Assignment
Word for word, restate the line containing "point: the clipboard clip" and all the lines that come after it in the entries below. Include nothing from before it.

Supplied material
———

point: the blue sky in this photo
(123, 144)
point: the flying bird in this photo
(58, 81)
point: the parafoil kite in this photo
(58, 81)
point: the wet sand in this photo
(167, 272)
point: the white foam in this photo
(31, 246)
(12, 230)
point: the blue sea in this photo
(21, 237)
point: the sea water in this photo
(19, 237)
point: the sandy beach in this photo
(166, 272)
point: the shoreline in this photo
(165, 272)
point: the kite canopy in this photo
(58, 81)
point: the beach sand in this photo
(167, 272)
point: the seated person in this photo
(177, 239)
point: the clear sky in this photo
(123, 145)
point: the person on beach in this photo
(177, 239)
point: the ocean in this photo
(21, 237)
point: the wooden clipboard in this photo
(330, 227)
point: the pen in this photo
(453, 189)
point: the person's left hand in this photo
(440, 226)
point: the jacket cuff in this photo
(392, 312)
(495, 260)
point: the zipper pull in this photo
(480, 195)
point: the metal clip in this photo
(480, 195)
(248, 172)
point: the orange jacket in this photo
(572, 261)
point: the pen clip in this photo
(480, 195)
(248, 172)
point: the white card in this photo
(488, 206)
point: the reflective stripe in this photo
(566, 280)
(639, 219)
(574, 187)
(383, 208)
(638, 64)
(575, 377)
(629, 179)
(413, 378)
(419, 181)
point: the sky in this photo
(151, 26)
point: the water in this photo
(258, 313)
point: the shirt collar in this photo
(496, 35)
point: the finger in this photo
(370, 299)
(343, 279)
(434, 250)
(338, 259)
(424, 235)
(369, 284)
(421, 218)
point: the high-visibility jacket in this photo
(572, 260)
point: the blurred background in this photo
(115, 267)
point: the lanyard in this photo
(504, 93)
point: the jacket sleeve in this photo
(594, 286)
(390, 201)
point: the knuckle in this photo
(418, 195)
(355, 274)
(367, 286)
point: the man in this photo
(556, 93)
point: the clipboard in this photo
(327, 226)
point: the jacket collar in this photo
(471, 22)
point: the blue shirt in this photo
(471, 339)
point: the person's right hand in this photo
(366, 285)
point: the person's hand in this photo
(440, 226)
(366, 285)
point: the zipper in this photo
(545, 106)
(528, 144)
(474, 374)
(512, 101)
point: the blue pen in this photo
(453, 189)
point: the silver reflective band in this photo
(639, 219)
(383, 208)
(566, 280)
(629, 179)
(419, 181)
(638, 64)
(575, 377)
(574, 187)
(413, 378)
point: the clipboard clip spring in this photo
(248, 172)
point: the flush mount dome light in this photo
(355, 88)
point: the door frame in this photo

———

Answer below
point: the clipboard clip spring in this photo
(248, 172)
point: the flush mount dome light in this photo
(355, 88)
point: the door frame in this photo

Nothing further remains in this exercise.